Calculate how many lines of the data hold "below". The answer consists of that number only.

Top of TASK INPUTS

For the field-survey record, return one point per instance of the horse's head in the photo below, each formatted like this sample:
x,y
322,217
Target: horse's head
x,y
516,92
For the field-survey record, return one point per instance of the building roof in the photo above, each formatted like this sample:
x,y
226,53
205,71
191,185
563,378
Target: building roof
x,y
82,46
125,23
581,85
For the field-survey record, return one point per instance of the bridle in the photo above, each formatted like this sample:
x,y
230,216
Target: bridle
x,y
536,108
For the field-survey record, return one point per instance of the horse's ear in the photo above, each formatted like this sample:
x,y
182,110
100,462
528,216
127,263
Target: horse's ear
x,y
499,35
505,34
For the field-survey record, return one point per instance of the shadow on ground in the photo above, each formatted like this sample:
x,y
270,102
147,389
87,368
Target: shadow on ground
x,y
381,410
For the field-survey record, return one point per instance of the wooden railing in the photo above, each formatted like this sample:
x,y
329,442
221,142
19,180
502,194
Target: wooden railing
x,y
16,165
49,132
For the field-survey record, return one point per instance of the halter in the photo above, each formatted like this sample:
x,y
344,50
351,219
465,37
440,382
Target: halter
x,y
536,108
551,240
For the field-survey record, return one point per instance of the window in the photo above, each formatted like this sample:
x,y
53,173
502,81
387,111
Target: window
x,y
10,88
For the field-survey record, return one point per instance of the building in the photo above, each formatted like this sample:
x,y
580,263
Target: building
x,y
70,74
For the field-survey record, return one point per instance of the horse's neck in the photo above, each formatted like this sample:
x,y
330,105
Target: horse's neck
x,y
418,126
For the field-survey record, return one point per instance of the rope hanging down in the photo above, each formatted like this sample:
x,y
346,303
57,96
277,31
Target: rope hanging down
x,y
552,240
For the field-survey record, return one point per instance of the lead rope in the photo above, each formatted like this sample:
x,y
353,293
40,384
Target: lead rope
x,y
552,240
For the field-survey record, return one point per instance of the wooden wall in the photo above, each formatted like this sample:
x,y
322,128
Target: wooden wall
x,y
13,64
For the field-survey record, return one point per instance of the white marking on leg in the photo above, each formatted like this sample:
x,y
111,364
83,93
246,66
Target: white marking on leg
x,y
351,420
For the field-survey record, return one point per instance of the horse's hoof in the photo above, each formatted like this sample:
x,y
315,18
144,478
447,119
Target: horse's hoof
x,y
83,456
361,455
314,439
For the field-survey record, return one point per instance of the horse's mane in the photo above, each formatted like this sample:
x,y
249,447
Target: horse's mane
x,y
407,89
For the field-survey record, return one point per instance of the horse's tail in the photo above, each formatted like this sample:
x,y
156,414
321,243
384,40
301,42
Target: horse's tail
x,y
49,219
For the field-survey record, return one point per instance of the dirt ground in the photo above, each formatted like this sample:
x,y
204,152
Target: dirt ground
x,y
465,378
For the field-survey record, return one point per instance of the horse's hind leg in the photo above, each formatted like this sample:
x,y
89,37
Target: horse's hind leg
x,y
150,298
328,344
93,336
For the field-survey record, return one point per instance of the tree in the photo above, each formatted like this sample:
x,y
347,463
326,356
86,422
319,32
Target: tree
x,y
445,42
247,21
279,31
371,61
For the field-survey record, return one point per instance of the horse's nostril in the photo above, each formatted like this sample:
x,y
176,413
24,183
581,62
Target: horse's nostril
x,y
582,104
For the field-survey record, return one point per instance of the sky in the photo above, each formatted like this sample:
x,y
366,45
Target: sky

Bottom of TASK INPUTS
Top of TASK INPUTS

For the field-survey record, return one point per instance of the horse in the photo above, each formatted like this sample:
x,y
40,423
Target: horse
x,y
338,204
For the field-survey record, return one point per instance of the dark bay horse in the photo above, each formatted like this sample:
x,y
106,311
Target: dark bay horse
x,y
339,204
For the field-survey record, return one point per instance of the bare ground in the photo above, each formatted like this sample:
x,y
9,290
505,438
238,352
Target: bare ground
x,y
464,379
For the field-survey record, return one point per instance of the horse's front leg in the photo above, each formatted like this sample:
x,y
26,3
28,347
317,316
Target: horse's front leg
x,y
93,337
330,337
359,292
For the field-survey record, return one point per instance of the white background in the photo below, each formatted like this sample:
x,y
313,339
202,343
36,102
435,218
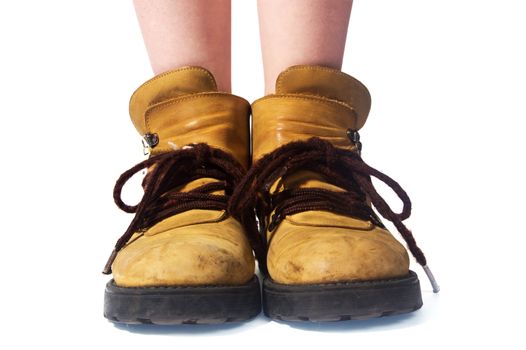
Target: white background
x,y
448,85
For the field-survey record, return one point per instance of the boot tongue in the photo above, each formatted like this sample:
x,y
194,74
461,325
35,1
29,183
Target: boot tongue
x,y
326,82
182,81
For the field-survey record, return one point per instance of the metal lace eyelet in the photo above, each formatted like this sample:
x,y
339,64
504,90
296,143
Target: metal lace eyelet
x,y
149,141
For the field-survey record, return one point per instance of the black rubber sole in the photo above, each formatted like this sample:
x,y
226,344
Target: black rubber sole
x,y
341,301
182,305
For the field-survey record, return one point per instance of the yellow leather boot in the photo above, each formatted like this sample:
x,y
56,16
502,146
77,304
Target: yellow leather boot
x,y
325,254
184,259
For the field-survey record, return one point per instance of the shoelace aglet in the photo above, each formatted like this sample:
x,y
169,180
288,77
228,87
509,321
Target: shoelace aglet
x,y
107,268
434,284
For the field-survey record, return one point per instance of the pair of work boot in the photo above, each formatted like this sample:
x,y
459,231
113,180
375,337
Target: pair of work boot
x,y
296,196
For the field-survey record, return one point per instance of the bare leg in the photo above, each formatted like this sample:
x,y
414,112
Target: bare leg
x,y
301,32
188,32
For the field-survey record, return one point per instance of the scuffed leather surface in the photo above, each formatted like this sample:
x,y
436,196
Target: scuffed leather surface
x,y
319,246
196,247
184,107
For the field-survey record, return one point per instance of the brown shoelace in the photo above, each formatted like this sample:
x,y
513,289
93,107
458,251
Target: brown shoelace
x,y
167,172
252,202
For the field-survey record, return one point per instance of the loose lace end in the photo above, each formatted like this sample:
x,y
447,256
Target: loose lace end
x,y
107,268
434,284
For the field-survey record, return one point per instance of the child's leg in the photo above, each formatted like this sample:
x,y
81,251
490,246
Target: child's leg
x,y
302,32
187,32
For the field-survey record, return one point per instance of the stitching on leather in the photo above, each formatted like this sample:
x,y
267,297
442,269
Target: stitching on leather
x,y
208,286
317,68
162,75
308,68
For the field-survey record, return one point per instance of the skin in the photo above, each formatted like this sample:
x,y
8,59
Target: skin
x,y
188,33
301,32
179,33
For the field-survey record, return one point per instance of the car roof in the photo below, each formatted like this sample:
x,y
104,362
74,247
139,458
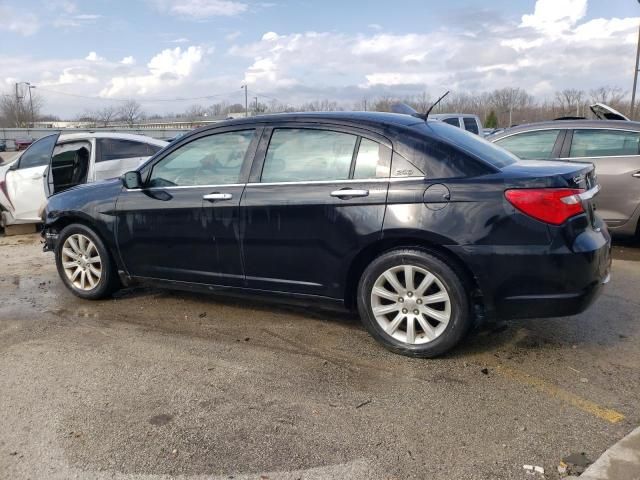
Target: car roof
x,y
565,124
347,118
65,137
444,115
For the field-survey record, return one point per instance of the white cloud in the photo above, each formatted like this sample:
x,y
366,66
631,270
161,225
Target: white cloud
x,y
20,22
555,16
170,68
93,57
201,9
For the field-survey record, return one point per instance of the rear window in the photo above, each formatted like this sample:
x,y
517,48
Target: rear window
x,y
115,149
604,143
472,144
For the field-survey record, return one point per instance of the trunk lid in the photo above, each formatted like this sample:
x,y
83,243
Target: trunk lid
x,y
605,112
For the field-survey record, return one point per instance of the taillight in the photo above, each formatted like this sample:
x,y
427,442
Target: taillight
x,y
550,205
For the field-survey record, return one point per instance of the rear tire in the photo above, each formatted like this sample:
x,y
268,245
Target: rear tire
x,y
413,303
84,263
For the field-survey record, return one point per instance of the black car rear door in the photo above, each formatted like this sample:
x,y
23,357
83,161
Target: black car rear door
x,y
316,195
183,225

Bottom of TASK INPUTS

■ YOUR SOLUTION ■
3